文書抜粋によれば、晋が趙・魏・韓に三分されたのは紀元前何年ですか。

**文書抜粋**
○ ○ ○
小説十八史略メモ【戦国1】

陳舜臣 『小説十八史略』(陳舜臣全集) 講談社 1986



春秋時代と戦国時代の境目は、晋が趙・魏・韓に三分された時期に置かれるようです。西暦で言えば、晋の三分は紀元前453年、呉王夫差が死んで呉が滅んでから20年経った時。ただし、趙・魏・韓が周から諸侯として認められたのが紀元前403年になるので、この時を戦国時代の始まりとみなすことも多いようで。私が持ってる世界史の資料集には、紀元前403年から、秦が天下を統一する紀元前221年までが戦国時代、と書いてあった。


ということで、以下は戦国時代のメモ。有名人が多いですな…。



【戦国時代】(人名の後ろの<>内は所属する国の名)

■知伯<晋>

晋の有力者「六卿」(知氏・趙氏・魏氏・韓氏・中行氏・范氏)の一人で、六卿の中で最も有力。まず范氏・中行氏を滅ぼし、韓氏・魏氏をおどしつけてともに趙氏を滅ぼそうとしたが、韓・魏両氏に裏切られて身を滅ぼす。この本には採用されていないけれど、趙の君主・趙襄子を狙った刺客・予譲は、この知伯の知遇を得ていたんですよね。予譲は「士は己を知るもののために死す」「塗炭の苦しみ」の語でも有名。
○ ○ ○
**元データ**
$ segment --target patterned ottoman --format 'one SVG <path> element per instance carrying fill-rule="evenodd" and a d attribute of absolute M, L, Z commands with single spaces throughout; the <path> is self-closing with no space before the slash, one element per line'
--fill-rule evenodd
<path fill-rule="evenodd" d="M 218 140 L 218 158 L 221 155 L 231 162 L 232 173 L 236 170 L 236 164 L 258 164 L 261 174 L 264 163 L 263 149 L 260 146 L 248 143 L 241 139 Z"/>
○ ○ ○
**最終結果**
紀元前453年です。